[START Input rows]
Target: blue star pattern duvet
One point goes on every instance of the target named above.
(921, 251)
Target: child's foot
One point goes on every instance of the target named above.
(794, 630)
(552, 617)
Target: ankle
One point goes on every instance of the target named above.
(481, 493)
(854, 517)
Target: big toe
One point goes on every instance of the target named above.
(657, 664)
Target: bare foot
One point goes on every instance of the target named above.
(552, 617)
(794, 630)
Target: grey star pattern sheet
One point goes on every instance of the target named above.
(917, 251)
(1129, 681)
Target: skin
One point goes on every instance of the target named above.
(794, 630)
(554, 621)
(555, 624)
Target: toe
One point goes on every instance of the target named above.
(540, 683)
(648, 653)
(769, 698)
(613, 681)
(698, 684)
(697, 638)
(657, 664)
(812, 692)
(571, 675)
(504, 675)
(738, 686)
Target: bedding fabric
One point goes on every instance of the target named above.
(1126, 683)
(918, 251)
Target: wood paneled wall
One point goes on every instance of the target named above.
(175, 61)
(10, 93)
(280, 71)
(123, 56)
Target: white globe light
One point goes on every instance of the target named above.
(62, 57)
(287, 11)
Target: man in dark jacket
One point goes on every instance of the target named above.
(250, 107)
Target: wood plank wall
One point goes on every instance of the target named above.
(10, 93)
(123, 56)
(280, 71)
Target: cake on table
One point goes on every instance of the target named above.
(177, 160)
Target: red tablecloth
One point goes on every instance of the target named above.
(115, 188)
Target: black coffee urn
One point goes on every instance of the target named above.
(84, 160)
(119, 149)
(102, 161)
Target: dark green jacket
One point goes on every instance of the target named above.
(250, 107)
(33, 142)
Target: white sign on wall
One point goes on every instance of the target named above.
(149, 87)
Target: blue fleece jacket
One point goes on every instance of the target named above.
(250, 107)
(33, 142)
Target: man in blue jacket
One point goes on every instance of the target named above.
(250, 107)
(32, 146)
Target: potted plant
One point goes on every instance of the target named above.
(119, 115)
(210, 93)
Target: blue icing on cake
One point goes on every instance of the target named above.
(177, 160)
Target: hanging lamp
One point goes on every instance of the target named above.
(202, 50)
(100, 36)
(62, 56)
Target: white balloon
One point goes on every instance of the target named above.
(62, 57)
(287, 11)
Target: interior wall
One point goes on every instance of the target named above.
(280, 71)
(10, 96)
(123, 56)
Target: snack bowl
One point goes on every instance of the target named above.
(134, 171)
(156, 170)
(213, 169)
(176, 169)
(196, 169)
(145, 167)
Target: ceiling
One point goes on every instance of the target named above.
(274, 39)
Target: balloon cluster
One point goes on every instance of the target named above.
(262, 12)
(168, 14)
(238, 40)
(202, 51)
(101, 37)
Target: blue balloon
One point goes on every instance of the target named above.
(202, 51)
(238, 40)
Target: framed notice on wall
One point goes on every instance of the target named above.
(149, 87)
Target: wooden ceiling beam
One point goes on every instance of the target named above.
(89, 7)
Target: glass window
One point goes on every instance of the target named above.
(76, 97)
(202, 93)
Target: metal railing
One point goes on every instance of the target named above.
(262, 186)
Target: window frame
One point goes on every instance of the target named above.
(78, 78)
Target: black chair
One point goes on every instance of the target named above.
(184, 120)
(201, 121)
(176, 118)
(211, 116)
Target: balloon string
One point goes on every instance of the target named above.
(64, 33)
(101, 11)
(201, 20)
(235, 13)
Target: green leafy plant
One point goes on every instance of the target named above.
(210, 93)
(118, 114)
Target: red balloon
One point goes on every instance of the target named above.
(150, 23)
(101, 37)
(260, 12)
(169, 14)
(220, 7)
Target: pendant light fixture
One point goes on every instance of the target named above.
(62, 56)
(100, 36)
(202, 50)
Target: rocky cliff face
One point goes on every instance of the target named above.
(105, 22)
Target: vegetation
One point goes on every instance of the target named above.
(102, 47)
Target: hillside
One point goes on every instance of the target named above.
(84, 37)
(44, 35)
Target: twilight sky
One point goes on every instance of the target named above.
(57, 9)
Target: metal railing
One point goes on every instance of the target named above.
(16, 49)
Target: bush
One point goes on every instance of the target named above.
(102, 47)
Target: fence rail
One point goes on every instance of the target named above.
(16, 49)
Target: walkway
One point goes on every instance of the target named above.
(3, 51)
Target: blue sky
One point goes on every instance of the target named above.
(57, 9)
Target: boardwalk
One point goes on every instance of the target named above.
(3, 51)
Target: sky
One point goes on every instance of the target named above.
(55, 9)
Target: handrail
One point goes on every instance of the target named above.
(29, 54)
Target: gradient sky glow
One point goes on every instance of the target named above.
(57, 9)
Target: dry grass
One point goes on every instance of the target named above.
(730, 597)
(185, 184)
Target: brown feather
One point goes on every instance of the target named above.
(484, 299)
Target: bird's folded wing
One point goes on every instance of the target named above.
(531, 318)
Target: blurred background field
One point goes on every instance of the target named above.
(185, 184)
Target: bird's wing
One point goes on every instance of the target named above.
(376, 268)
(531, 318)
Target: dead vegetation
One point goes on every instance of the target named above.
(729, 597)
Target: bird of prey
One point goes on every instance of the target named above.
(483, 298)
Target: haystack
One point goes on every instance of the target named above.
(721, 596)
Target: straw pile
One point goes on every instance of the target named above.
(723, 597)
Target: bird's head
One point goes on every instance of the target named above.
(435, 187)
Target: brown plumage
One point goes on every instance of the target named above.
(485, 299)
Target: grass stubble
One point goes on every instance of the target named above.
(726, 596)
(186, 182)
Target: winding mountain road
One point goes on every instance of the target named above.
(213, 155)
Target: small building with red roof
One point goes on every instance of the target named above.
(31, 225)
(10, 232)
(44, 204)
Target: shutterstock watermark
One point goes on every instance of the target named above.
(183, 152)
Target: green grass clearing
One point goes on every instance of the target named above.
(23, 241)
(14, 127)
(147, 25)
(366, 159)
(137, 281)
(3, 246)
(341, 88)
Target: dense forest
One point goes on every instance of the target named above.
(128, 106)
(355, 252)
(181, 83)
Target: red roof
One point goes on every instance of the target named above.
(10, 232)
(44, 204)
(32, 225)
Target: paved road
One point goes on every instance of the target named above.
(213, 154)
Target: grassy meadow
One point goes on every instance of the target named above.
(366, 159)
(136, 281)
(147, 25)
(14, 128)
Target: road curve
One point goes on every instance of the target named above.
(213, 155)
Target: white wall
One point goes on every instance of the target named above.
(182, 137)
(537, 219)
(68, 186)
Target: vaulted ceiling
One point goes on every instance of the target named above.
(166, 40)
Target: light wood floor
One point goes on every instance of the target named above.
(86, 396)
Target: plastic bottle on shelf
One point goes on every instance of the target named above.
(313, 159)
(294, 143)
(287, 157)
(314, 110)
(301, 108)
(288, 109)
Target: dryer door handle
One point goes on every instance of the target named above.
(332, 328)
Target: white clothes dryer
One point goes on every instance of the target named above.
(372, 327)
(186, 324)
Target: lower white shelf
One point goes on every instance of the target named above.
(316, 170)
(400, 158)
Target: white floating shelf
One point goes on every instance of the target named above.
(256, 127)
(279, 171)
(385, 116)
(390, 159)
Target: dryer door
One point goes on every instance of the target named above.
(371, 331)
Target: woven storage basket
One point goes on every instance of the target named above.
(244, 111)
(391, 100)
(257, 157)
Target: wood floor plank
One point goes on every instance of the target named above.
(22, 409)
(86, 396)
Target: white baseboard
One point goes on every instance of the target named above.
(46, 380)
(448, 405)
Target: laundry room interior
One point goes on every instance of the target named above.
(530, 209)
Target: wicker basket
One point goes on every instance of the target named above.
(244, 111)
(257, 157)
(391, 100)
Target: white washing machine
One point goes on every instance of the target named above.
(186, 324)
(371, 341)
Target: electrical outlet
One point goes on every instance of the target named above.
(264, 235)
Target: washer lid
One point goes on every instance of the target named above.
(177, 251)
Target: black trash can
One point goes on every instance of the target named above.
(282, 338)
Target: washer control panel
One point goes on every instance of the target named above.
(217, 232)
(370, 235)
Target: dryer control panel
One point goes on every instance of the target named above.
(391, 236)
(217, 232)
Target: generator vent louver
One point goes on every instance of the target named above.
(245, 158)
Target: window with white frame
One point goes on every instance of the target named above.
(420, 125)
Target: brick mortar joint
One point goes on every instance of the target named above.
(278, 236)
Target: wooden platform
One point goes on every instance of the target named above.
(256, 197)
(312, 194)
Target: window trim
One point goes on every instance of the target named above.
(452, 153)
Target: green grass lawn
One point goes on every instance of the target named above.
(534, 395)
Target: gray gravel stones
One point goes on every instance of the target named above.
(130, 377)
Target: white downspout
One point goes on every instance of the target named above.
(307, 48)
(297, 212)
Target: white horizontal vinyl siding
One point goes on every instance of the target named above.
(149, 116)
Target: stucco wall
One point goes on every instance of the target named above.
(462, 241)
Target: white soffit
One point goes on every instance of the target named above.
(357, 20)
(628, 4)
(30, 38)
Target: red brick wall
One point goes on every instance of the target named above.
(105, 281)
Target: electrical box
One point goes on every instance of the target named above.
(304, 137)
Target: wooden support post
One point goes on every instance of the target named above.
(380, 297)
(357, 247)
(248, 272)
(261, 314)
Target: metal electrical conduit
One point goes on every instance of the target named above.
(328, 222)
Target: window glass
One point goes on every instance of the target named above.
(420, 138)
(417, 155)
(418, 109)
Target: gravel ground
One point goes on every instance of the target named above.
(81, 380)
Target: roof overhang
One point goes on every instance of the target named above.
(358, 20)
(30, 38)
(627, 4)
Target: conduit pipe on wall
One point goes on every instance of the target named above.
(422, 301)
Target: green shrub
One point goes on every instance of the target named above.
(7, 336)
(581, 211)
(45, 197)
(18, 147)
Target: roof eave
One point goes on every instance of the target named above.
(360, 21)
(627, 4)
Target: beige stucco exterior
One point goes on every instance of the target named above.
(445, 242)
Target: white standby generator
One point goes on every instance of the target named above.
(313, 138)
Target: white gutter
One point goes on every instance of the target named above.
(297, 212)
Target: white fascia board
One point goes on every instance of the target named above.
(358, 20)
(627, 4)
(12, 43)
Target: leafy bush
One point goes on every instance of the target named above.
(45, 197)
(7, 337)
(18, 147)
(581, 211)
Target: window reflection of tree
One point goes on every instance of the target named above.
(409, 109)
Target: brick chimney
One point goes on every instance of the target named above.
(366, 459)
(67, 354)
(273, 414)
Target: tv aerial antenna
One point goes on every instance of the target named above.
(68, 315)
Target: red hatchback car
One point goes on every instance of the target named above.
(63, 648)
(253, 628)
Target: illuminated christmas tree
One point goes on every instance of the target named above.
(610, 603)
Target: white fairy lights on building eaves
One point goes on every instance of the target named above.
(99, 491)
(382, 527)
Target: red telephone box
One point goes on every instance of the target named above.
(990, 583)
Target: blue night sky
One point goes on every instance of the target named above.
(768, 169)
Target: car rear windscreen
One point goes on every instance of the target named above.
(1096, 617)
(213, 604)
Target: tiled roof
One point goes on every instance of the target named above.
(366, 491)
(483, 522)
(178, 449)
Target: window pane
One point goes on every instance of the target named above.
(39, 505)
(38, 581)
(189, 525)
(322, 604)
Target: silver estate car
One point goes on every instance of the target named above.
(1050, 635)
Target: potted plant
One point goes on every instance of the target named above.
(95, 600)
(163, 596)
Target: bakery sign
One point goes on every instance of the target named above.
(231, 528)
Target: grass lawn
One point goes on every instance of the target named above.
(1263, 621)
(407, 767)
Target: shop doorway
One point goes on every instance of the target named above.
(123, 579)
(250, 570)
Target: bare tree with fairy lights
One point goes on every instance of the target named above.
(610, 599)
[END Input rows]
- **Objective**: Copy out the records from the line containing "Target: bare tree with fairy lights" through the end of the records, both ends included, with the request lines left unchanged. In each answer line, multiply every point coordinate by 0.3 and round it to a whole number, rounding halves up.

- **Full response**:
Target: bare tree with fairy lights
One point goes on every instance of the target named above.
(183, 180)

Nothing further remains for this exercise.